#### EXCERPT PROVIDED
◇ ◇ ◇ ◇ ◇

Nintendo Switch

I reeeeeaaaallly like Wreckfest. There is just enough predictability in moments that I occasionally do some awesome laps careening off the enemies.

And the way it’s so stupidly unfair sometimes to your health is often funny. I’d buy a Super Switch to run it at 60 fps.

Wreckfest is awesome. Been playing it since it was in beta for years. I got copies on every platform but the switch! :)

Yeah I own it for PC but I’m just astounded as to how well it works on the Switch.

So emulating Switch games is so easy and widespread that hey, here we go:

https://irdeto.com/news/denuvo-by-irdeto-launches-the-industrys-first-nintendo-switch-emulator-protection/

That’ll show’em, they’ll have to pirate them on real Switches for a whole week.

Yeah, but they’re also going to ruin the native games by including Denuvo so that they run more slowly & worse on Switch native hardware too… because the Switch has so much performance headroom that it couldn’t possibly be a problem and piracy is such a huge problem on the platform and software prices are clearly too low.

◇ ◇ ◇ ◇ ◇

#### DATA BLOCK
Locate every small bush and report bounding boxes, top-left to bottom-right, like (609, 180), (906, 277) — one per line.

◇ ◇ ◇ ◇ ◇

#### INSTRUCTION 1
In the Switch comment thread, swap "performance headroom" for "processing power" and write out everything from "Yeah I own it" down to "clearly too low.".
#### INSTRUCTION 2
Please say whether each statement agrees with the Switch comment thread, answering yes or no and quoting the deciding words. (a) One commenter has played Wreckfest since it was in beta. (b) One commenter would buy a Super Switch to run Wreckfest at 30 fps. (c) One commenter owns Wreckfest for PC.

#### TASK RESULT 1
Yeah I own it for PC but I’m just astounded as to how well it works on the Switch.

So emulating Switch games is so easy and widespread that hey, here we go:

https://irdeto.com/news/denuvo-by-irdeto-launches-the-industrys-first-nintendo-switch-emulator-protection/

That’ll show’em, they’ll have to pirate them on real Switches for a whole week.

Yeah, but they’re also going to ruin the native games by including Denuvo so that they run more slowly & worse on Switch native hardware too… because the Switch has so much processing power that it couldn’t possibly be a problem and piracy is such a huge problem on the platform and software prices are clearly too low.

#### TASK RESULT 2
(a) Yes: "Been playing it since it was in beta for years."
(b) No: "I’d buy a Super Switch to run it at 60 fps."
(c) Yes: "Yeah I own it for PC"